▶ What you have to do
Output every line of the listing below as a JSON list of strings, one string per line, with blank lines omitted.

Labeled point records
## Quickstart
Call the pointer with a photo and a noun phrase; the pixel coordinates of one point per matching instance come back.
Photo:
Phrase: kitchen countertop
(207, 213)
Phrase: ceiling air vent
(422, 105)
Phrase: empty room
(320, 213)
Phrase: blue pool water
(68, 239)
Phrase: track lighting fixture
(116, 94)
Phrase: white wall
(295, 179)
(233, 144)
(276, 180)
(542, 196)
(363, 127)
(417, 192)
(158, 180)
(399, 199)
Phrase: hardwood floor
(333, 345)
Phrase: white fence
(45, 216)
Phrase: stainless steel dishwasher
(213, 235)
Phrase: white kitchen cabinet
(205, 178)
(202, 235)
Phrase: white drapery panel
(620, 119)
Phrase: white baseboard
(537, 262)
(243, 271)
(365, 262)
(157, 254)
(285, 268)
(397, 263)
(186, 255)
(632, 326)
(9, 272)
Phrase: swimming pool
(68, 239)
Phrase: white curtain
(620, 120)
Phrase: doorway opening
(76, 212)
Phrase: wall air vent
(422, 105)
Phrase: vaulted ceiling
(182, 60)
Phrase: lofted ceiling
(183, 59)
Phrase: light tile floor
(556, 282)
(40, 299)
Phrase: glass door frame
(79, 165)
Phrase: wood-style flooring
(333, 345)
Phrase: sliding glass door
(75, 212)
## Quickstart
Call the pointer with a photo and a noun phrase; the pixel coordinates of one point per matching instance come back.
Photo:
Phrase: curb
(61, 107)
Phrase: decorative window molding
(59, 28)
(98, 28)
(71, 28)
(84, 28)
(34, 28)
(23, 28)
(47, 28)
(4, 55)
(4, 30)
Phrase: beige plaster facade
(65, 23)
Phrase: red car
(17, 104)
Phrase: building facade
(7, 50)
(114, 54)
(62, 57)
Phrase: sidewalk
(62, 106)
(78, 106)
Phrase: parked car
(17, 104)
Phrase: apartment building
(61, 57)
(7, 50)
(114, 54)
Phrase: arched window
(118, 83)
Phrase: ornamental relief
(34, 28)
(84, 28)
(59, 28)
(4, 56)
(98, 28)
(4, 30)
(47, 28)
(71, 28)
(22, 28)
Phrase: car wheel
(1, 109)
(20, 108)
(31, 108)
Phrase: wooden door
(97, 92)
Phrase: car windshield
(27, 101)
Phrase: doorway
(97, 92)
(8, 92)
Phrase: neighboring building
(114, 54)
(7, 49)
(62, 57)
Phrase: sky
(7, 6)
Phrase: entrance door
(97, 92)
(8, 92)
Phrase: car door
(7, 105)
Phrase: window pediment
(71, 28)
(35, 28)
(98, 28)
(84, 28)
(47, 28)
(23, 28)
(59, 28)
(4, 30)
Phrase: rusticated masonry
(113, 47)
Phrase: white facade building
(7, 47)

▶ Exercise response
[
  "## Quickstart",
  "Call the pointer with a photo and a noun phrase; the pixel coordinates of one point per matching instance come back.",
  "Photo:",
  "Phrase: kitchen countertop",
  "(207, 213)",
  "Phrase: ceiling air vent",
  "(422, 105)",
  "Phrase: empty room",
  "(320, 213)",
  "Phrase: blue pool water",
  "(68, 239)",
  "Phrase: track lighting fixture",
  "(116, 94)",
  "Phrase: white wall",
  "(295, 179)",
  "(233, 144)",
  "(276, 180)",
  "(542, 196)",
  "(363, 127)",
  "(417, 192)",
  "(158, 180)",
  "(399, 199)",
  "Phrase: hardwood floor",
  "(333, 345)",
  "Phrase: white fence",
  "(45, 216)",
  "Phrase: stainless steel dishwasher",
  "(213, 235)",
  "Phrase: white kitchen cabinet",
  "(205, 178)",
  "(202, 235)",
  "Phrase: white drapery panel",
  "(620, 119)",
  "Phrase: white baseboard",
  "(537, 262)",
  "(243, 271)",
  "(365, 262)",
  "(157, 254)",
  "(285, 268)",
  "(397, 263)",
  "(186, 255)",
  "(632, 326)",
  "(9, 272)",
  "Phrase: swimming pool",
  "(68, 239)",
  "Phrase: white curtain",
  "(620, 120)",
  "Phrase: doorway opening",
  "(76, 212)",
  "Phrase: wall air vent",
  "(422, 105)",
  "Phrase: vaulted ceiling",
  "(182, 60)",
  "Phrase: lofted ceiling",
  "(183, 59)",
  "Phrase: light tile floor",
  "(556, 282)",
  "(40, 299)",
  "Phrase: glass door frame",
  "(79, 165)",
  "Phrase: wood-style flooring",
  "(333, 345)",
  "Phrase: sliding glass door",
  "(75, 212)",
  "## Quickstart",
  "Call the pointer with a photo and a noun phrase; the pixel coordinates of one point per matching instance come back.",
  "Photo:",
  "Phrase: curb",
  "(61, 107)",
  "Phrase: decorative window molding",
  "(59, 28)",
  "(98, 28)",
  "(71, 28)",
  "(84, 28)",
  "(34, 28)",
  "(23, 28)",
  "(47, 28)",
  "(4, 55)",
  "(4, 30)",
  "Phrase: beige plaster facade",
  "(65, 23)",
  "Phrase: red car",
  "(17, 104)",
  "Phrase: building facade",
  "(7, 50)",
  "(114, 54)",
  "(62, 57)",
  "Phrase: sidewalk",
  "(62, 106)",
  "(78, 106)",
  "Phrase: parked car",
  "(17, 104)",
  "Phrase: apartment building",
  "(61, 57)",
  "(7, 50)",
  "(114, 54)",
  "Phrase: arched window",
  "(118, 83)",
  "Phrase: ornamental relief",
  "(34, 28)",
  "(84, 28)",
  "(59, 28)",
  "(4, 56)",
  "(98, 28)",
  "(4, 30)",
  "(47, 28)",
  "(71, 28)",
  "(22, 28)",
  "Phrase: car wheel",
  "(1, 109)",
  "(20, 108)",
  "(31, 108)",
  "Phrase: wooden door",
  "(97, 92)",
  "Phrase: car windshield",
  "(27, 101)",
  "Phrase: doorway",
  "(97, 92)",
  "(8, 92)",
  "Phrase: neighboring building",
  "(114, 54)",
  "(7, 49)",
  "(62, 57)",
  "Phrase: sky",
  "(7, 6)",
  "Phrase: entrance door",
  "(97, 92)",
  "(8, 92)",
  "Phrase: car door",
  "(7, 105)",
  "Phrase: window pediment",
  "(71, 28)",
  "(35, 28)",
  "(98, 28)",
  "(84, 28)",
  "(47, 28)",
  "(23, 28)",
  "(59, 28)",
  "(4, 30)",
  "Phrase: rusticated masonry",
  "(113, 47)",
  "Phrase: white facade building",
  "(7, 47)"
]